══ AVAILABLE RECORDS ══

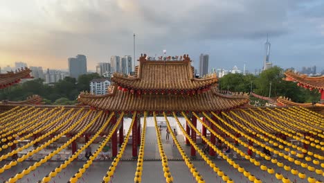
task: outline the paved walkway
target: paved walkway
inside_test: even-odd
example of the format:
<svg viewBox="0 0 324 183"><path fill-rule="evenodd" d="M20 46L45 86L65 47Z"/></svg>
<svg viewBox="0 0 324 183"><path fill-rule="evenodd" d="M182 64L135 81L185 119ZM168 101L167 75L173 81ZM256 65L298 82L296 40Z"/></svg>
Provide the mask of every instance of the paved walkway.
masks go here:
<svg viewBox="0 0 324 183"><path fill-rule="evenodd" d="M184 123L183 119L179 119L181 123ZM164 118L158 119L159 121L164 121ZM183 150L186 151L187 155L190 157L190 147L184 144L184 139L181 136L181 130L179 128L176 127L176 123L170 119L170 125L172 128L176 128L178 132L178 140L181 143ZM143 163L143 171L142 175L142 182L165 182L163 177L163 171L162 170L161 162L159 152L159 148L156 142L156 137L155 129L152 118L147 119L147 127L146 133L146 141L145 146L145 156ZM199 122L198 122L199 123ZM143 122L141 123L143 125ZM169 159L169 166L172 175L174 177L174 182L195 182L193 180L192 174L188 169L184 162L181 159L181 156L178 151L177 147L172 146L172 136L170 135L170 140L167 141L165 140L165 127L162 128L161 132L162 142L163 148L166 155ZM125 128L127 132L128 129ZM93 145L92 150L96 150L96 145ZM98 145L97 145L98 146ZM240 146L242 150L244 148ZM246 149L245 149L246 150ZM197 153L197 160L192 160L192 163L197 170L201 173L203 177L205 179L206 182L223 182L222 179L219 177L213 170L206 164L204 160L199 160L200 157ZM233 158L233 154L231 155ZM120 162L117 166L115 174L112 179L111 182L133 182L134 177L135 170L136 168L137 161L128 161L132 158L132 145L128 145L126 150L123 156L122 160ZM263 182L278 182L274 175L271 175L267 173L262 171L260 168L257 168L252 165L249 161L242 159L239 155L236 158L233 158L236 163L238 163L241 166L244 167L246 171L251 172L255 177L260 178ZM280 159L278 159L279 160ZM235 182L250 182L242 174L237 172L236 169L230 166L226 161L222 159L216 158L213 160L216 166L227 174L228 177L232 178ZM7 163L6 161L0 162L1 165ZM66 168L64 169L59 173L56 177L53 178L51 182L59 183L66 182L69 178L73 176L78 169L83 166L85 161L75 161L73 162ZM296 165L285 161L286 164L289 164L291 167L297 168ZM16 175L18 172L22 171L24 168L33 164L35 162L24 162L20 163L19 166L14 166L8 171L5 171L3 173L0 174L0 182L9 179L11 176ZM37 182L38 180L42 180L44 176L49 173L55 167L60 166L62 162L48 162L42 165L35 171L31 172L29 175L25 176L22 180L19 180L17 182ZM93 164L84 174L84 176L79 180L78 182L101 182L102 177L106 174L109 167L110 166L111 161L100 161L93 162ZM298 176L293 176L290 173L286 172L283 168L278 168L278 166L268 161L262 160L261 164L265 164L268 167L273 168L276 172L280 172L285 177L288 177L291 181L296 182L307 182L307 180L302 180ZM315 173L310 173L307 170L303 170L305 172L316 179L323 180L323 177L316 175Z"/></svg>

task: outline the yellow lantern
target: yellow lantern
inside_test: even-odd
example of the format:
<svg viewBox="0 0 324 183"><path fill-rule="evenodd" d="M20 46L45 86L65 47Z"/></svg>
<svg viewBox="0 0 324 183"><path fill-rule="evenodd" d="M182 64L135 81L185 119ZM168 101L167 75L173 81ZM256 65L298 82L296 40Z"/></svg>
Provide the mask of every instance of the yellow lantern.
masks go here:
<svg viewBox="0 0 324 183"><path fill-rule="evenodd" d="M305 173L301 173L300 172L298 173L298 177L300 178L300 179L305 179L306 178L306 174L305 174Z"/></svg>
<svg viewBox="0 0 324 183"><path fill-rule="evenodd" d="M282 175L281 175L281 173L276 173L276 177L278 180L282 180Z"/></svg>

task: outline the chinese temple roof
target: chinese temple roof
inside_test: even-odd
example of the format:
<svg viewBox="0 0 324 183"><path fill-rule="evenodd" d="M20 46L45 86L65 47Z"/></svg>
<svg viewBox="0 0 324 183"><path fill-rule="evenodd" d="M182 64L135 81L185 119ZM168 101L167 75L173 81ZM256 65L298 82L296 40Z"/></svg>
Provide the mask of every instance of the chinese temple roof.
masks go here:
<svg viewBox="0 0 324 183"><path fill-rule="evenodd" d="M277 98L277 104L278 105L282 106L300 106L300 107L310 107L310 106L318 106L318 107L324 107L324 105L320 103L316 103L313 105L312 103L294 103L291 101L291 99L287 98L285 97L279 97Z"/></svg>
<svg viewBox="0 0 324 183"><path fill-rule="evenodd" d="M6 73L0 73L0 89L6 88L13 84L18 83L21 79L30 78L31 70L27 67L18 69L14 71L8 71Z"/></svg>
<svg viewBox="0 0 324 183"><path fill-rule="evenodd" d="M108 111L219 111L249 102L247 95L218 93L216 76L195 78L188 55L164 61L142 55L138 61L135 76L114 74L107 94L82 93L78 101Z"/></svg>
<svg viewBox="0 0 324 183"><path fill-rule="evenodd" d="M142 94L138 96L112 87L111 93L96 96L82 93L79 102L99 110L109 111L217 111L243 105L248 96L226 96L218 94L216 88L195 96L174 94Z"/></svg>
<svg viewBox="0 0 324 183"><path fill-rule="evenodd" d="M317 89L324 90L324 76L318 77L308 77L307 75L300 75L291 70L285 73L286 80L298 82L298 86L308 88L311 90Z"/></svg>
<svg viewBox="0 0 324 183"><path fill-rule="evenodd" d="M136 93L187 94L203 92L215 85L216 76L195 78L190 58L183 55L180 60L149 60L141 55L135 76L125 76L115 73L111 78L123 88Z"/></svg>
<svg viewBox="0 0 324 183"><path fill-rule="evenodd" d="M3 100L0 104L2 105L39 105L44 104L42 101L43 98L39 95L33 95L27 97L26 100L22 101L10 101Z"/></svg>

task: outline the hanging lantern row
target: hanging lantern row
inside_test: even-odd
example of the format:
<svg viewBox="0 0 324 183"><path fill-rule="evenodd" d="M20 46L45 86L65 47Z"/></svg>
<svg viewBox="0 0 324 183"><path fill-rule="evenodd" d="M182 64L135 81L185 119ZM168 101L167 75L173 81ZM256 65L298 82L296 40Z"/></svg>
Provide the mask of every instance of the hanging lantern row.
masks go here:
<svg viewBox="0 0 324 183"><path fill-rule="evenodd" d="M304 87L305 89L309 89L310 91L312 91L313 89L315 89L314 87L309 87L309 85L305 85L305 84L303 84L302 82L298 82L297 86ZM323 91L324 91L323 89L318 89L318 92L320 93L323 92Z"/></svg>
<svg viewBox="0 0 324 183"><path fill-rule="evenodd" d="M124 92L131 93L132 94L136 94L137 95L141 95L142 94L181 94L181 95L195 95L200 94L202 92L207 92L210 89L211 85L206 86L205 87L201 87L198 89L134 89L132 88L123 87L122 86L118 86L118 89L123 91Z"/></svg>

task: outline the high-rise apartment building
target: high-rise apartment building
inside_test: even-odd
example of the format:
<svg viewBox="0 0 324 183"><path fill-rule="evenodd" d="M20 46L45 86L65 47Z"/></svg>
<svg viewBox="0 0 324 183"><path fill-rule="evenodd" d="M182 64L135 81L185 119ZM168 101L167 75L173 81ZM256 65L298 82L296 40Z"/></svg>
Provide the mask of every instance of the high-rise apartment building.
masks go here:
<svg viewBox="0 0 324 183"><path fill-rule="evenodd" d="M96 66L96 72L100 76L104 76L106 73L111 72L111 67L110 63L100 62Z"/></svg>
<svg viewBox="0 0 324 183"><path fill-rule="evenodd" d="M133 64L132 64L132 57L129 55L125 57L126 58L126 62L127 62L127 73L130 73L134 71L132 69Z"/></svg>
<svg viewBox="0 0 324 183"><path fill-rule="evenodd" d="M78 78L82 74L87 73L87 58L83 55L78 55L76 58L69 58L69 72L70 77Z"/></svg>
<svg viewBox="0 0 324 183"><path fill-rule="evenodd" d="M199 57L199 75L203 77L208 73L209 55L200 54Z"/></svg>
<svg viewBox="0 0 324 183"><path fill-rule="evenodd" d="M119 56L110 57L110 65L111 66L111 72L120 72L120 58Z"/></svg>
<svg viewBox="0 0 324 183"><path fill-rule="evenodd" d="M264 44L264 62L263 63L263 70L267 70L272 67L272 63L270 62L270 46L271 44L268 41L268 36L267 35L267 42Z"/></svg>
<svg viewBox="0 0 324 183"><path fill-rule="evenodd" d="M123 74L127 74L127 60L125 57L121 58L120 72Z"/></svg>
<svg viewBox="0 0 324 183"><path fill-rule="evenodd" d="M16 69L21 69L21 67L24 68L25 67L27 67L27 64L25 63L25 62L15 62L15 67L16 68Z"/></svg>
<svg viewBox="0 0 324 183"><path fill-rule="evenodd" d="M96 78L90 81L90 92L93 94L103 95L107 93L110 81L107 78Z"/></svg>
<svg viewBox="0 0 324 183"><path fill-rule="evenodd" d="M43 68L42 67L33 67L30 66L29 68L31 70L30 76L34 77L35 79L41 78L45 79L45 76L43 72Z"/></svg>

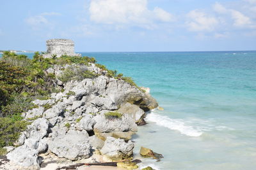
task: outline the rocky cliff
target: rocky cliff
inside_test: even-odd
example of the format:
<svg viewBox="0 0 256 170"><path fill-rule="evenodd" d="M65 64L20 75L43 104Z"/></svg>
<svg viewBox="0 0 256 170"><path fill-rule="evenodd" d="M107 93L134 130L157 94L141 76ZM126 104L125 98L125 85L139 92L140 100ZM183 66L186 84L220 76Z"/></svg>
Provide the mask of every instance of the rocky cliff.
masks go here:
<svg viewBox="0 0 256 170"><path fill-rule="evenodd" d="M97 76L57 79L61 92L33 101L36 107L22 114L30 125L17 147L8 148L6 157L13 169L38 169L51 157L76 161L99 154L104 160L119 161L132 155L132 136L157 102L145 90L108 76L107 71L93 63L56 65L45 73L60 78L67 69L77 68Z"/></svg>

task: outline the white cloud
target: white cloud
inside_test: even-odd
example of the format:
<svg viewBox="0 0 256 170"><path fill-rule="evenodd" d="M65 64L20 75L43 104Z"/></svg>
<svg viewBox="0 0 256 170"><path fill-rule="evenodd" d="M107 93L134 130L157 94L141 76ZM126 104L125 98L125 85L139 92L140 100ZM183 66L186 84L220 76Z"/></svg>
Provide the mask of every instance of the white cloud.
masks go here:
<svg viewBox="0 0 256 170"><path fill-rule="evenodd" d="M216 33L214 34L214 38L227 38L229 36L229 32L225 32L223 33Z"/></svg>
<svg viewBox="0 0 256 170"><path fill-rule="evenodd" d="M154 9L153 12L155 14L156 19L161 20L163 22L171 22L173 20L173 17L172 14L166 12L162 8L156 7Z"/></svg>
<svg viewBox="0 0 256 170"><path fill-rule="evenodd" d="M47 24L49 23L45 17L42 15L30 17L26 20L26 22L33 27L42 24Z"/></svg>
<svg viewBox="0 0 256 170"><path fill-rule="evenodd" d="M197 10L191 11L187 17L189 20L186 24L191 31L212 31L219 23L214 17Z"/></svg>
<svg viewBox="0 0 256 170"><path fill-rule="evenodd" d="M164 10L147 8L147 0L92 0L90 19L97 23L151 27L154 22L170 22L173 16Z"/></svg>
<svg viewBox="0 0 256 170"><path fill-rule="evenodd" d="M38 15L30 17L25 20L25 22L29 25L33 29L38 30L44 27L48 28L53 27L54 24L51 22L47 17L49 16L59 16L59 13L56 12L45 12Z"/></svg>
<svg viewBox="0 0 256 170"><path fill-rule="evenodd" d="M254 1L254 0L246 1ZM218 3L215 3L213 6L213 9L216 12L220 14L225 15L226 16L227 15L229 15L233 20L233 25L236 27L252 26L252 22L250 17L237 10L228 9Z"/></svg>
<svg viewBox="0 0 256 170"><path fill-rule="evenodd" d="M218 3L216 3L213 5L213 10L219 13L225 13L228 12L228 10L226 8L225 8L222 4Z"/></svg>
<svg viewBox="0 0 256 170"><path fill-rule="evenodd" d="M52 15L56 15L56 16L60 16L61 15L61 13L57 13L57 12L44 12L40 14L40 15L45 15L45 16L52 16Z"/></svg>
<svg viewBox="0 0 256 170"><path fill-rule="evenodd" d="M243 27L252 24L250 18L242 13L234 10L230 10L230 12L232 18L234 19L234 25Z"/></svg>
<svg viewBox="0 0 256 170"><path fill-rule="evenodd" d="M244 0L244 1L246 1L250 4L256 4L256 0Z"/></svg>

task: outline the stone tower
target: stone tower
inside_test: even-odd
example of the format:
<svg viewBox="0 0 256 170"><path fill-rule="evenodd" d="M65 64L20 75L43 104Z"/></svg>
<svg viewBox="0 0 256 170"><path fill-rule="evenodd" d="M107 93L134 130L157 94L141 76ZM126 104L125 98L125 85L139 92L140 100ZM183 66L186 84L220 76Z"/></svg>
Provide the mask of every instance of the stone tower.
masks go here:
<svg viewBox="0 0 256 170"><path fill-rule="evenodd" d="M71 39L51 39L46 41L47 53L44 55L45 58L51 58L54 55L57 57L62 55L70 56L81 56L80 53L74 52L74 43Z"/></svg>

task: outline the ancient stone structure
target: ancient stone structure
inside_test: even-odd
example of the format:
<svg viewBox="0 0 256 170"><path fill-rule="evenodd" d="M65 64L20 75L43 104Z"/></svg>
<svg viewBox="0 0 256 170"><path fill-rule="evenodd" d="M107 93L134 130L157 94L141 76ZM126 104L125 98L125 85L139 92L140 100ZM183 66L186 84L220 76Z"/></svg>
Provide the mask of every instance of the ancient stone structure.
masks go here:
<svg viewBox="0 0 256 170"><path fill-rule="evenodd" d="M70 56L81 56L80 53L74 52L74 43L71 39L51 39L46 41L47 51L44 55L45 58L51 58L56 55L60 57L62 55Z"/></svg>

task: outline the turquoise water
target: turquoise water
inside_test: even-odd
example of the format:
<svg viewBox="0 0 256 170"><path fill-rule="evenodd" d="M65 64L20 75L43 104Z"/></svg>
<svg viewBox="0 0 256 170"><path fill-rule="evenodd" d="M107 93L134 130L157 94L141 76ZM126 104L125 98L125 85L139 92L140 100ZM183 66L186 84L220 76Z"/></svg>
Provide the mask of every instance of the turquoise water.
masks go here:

═══

◆ **PROMPT**:
Lay out the lines from the line with "task: outline the white cloud" to the line with "33L214 34L214 38L227", both included, as a Markdown table with the columns Number and Text, skipping any blank lines.

◆ **OUTPUT OF THE TASK**:
| Number | Text |
|---|---|
| 1 | task: outline the white cloud |
| 2 | target: white cloud |
| 3 | inside_test: even-odd |
| 4 | example of the format: |
| 5 | <svg viewBox="0 0 256 170"><path fill-rule="evenodd" d="M65 64L20 75L43 104Z"/></svg> |
| 6 | <svg viewBox="0 0 256 170"><path fill-rule="evenodd" d="M107 93L134 130L157 94L141 76ZM126 104L125 98L125 85L139 92L140 100ZM183 66L186 84L220 76Z"/></svg> |
| 7 | Provide the mask of every instance of the white cloud. |
| 8 | masks go here: |
| 9 | <svg viewBox="0 0 256 170"><path fill-rule="evenodd" d="M216 33L214 34L214 38L227 38L229 36L229 32L225 32L223 33Z"/></svg> |